═════ Extract to read ═════

Impact of Scaling on PCA: Relationship Between PC1 Loadings and Gene Expression


Kamie Mueller
Hi this is Kamie

Impact of Scaling on PCA: Relationship Between PC1 Loadings and Gene Expression

This visualization explores the relationship between gene loadings on the first principal component (PC1) and mean gene expression. The results show that in unscaled data, genes with higher mean expression tend to have higher PC1 loadings. However, after scaling, the impact of highly expressed genes on PC1 diminishes significantly.

The top two visualizations are scree plots for the unscaled and scaled PCA. These show the proportion of variance explained by each of the first ten principal components. The unscaled scree plot indicates that PC1 dominates. Conversely, the scaled scree plot demonstrates a more balanced distribution of variance across components, indicating that scaling reduces the dominance of a single principal component in the analysis.

The middle two plots are scatter plots of PC1 loadings versus Mean Gene Expression. The left plot using unscaled data shows that genes with higher mean expression tend to have higher PC1 loadings, indicating that PCA captures expression magnitude in the first component. The right plot shows that after scaling, PC1 loadings are more evenly spread across genes, demonstrating that scaling removes dependence on raw expression levels.

The last plot is a bar chart showing how scaling transforms PC1 loadings. The chart compares POSTN and PPARG. POSTN was chosen because it has a high mean gene expression, a high PC1 loading before scaling, and a low PC1 loading after scaling. PPARG was chosen because it has a low mean gene expression and a low PC1 loading both before and after scaling. This shows that scaling alters how PCA distributes importance across genes.

The data types used are quantitative data (mean gene expression values and PC1 loadings), categorical data (scaling method and gene names in the bar plot), and ordinal data (ordered principal components on the x-axis in the scree plots).

═════ Data ═════

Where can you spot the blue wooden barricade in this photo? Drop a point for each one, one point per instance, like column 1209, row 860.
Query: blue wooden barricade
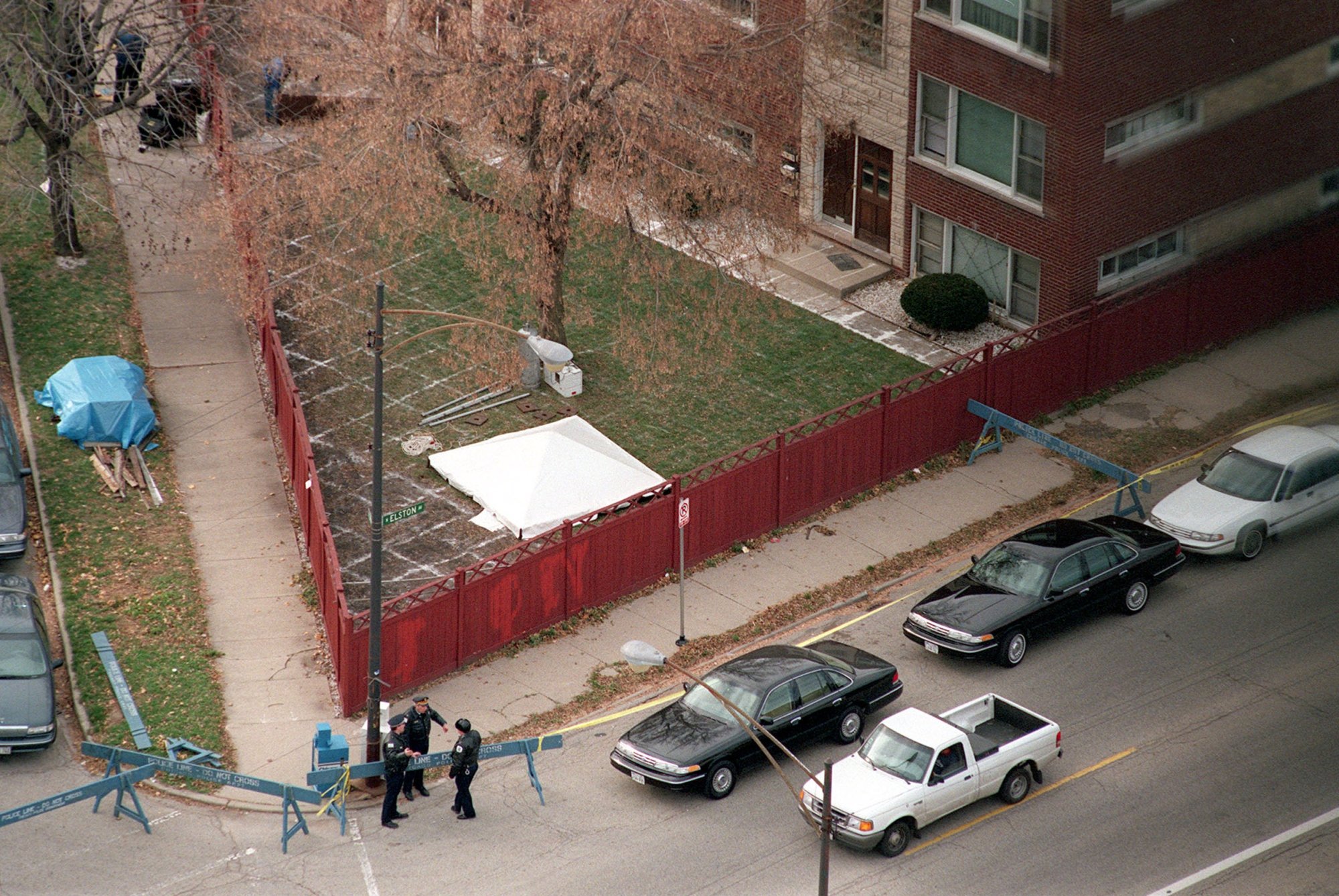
column 123, row 689
column 334, row 783
column 289, row 794
column 123, row 783
column 997, row 420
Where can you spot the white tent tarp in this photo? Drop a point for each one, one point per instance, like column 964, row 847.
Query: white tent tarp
column 534, row 479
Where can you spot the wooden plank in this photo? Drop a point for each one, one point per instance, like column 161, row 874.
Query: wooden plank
column 106, row 475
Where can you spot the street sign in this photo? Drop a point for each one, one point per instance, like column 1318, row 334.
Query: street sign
column 404, row 514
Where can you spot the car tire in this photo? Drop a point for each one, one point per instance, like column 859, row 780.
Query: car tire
column 894, row 843
column 1013, row 648
column 1136, row 598
column 721, row 779
column 1251, row 541
column 1017, row 786
column 851, row 724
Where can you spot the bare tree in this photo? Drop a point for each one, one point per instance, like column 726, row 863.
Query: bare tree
column 57, row 70
column 642, row 111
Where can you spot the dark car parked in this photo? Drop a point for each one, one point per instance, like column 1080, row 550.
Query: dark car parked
column 14, row 503
column 27, row 691
column 1042, row 577
column 796, row 693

═════

- [Tasks]:
A - Translate this sentence from the text on scaling and PCA into French: "This shows that scaling alters how PCA distributes importance across genes."
B - Write the next part of the text on scaling and PCA, starting after its final sentence.
The listing is separate material and has no connection to the text on scaling and PCA.

- [Task-by-task answers]:
A - Cela montre que la mise à l'échelle modifie la manière dont l'ACP répartit l'importance entre les gènes.

B -
The geometric primitives include points (scatter plots and scree plots), lines (scree plots), and area (bar plot heights).

The visual channels are position (x-y coordinates showing the quantitative relationship between mean gene expression and PC1 loadings), color (differentiating unscaled and scaled data, blue is unscaled and orange is scaled across the plots), and size (all points are the same size, ensuring equal weighting in perception, and the scatter plots and scree plots have the same scale for easy visual comparison).

The Gestalt principles applied were Proximity, Similarity, and Continuity. Proximity - in the scatter plots, data points are placed close together when they share similar values of mean gene expression or PC1 loading. This makes it easier to identify clusters of genes with similar characteristics. In the bar plot, bars for the same gene (scaled vs. unscaled) are placed next to each other, reinforcing the comparison.

Similarity - Color encoding is used to differentiate between unscaled (blue) and scaled (orange) values. This makes it easy to quickly associate related data points across different plots. Also, similar geometric shapes (points in scatter plots, bars in bar plots) help distinguish between different types of information while maintaining consistency in each plot.

Continuity - The scree plots use a line connecting data points, helping viewers follow the trend of variance explained across principal components. The scatter plots show a trend in gene loadings vs. mean gene expression, making it easier to observe patterns and correlations.

This data visualization shows how PCA behaves with and without scaling. Without scaling, genes with high mean expression drive PC1. After scaling, this effect is eliminated, leading to a more balanced contribution of all genes.

Help from ChatGPT with writing code.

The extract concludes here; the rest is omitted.